■ Your task
Extract every line of the records that contains the string "masks".
** START OF Given information **
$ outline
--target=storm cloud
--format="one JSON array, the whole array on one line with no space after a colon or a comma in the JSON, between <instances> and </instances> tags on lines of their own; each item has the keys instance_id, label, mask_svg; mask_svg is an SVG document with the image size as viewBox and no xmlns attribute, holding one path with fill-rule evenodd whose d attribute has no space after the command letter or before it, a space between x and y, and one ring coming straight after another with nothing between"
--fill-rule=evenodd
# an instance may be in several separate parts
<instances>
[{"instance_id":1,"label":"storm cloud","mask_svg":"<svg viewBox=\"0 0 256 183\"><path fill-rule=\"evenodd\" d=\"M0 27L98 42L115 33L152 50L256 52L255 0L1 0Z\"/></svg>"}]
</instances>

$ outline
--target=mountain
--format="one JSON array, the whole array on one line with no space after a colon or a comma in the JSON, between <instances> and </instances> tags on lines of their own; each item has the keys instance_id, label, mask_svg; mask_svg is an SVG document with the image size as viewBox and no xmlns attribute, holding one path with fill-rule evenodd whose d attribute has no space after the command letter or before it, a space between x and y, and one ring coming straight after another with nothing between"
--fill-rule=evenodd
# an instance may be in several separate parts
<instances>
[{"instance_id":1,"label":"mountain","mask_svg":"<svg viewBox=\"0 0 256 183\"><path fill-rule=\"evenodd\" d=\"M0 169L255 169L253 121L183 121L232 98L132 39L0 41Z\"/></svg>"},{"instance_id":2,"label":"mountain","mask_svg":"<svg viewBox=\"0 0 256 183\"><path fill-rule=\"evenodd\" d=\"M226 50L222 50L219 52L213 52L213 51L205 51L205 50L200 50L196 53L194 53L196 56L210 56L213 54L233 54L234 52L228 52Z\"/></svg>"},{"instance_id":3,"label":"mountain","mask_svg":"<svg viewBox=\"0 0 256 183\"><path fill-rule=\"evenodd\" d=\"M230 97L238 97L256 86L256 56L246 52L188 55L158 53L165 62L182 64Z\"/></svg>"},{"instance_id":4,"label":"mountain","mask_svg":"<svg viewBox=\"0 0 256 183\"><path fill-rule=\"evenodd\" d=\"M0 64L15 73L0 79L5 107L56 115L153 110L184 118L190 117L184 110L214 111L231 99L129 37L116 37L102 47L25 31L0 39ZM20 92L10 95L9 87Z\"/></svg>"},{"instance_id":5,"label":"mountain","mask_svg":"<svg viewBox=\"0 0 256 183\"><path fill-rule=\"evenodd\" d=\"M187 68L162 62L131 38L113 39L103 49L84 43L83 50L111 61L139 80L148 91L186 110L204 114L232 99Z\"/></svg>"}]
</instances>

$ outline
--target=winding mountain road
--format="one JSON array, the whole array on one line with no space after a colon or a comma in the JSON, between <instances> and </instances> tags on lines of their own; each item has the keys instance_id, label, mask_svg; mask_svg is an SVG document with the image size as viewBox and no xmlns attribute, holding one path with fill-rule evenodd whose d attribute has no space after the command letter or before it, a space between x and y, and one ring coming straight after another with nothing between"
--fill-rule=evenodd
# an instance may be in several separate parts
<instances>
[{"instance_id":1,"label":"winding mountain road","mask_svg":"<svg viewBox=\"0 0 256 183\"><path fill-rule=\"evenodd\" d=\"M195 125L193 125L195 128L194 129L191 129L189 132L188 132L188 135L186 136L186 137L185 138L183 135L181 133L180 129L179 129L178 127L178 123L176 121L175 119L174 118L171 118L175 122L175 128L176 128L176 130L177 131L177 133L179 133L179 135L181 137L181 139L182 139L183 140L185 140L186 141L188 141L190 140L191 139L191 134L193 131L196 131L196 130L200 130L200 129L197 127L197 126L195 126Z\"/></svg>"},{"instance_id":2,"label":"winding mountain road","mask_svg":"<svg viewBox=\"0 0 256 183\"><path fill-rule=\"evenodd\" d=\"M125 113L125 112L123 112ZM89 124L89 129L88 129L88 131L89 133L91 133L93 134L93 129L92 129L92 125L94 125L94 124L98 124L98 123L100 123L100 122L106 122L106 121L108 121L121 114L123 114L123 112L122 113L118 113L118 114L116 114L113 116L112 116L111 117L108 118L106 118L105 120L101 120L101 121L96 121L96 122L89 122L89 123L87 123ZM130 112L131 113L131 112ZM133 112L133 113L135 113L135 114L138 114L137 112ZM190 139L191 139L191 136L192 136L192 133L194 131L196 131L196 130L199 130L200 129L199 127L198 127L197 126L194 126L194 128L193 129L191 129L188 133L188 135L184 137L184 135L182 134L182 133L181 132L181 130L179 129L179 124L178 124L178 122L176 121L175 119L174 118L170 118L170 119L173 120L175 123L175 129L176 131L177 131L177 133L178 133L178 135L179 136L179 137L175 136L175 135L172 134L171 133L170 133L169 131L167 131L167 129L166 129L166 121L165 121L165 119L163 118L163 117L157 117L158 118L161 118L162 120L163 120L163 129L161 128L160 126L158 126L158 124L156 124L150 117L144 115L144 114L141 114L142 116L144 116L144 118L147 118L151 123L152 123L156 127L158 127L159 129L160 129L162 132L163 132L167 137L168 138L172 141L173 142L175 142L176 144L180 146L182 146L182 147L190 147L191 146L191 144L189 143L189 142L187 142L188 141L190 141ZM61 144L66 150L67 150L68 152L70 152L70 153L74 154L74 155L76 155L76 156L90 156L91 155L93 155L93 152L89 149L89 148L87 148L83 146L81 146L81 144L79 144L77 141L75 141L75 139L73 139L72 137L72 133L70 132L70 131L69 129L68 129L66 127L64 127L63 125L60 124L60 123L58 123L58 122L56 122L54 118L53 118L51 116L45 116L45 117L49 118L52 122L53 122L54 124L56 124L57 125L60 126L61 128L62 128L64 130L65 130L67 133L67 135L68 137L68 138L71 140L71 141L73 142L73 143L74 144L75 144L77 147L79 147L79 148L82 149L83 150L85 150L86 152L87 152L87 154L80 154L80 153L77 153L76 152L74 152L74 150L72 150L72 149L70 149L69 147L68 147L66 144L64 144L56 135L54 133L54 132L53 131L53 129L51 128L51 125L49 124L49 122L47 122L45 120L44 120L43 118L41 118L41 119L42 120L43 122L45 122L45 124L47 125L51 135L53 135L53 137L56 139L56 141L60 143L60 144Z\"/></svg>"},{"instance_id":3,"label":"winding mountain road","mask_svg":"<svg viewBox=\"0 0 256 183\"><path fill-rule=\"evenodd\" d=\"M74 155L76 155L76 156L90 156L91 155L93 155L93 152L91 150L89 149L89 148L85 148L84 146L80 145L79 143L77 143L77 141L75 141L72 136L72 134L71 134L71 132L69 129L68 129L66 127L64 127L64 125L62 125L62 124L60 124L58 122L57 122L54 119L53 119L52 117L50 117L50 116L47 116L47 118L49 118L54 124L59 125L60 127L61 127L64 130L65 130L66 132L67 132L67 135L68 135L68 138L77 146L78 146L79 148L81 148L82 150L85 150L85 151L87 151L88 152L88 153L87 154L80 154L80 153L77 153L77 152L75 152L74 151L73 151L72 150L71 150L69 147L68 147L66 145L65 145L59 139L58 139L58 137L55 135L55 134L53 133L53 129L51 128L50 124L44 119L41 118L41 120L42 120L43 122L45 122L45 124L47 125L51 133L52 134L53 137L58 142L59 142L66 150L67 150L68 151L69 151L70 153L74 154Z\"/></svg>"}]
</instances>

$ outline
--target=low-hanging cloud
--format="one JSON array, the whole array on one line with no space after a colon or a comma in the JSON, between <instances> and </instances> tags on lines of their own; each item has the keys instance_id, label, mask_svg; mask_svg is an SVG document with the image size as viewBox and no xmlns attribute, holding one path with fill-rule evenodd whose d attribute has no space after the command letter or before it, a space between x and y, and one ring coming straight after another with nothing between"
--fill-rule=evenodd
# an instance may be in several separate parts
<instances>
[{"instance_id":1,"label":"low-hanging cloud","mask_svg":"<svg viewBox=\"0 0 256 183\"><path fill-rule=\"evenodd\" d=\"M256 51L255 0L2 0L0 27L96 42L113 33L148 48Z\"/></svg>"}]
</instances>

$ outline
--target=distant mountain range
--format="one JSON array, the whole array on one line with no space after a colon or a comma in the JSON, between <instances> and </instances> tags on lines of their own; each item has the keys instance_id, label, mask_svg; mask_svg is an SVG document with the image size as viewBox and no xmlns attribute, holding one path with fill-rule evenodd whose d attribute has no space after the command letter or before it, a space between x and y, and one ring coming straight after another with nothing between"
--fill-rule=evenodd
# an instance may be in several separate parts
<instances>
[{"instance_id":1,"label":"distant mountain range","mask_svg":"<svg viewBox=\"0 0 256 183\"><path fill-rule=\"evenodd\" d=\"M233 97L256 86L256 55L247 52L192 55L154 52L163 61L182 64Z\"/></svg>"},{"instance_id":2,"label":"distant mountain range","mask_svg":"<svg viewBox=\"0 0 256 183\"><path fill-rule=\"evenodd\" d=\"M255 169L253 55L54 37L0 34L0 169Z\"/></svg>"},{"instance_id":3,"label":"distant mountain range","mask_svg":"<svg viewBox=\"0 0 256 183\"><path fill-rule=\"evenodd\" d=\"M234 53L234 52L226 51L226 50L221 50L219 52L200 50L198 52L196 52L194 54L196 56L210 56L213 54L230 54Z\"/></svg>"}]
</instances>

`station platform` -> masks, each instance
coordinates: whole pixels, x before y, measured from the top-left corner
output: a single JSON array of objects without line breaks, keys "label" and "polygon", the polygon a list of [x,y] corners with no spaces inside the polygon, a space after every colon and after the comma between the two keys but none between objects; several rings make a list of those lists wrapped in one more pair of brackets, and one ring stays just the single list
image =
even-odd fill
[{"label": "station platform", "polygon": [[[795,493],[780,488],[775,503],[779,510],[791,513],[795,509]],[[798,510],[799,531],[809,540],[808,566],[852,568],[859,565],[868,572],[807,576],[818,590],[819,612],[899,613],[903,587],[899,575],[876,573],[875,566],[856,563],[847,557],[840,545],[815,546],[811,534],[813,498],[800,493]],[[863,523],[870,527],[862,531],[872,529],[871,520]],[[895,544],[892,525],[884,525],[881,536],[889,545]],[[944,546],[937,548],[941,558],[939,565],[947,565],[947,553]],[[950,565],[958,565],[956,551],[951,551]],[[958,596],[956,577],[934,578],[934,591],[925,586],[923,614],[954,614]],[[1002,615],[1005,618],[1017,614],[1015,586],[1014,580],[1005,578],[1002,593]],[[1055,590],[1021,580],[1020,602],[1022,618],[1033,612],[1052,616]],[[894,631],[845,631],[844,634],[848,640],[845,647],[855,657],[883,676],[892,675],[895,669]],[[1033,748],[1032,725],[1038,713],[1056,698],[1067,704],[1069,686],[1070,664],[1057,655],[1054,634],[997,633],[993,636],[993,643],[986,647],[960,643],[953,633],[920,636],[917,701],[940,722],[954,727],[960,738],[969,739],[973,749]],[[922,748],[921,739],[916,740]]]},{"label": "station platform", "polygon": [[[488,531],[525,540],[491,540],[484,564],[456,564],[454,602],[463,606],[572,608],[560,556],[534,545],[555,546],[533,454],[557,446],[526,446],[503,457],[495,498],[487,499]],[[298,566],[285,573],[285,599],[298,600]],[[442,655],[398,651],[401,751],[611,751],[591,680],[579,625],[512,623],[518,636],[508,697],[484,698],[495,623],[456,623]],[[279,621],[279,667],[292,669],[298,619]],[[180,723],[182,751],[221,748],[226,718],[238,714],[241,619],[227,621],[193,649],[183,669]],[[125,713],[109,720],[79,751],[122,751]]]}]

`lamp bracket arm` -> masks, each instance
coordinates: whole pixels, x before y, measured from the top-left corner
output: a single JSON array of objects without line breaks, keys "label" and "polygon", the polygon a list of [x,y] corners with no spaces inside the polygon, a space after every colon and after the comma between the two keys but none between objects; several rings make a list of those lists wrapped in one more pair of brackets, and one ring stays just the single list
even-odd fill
** END OF Given information **
■ Exercise answer
`station platform` -> masks, each instance
`lamp bracket arm` -> masks, each instance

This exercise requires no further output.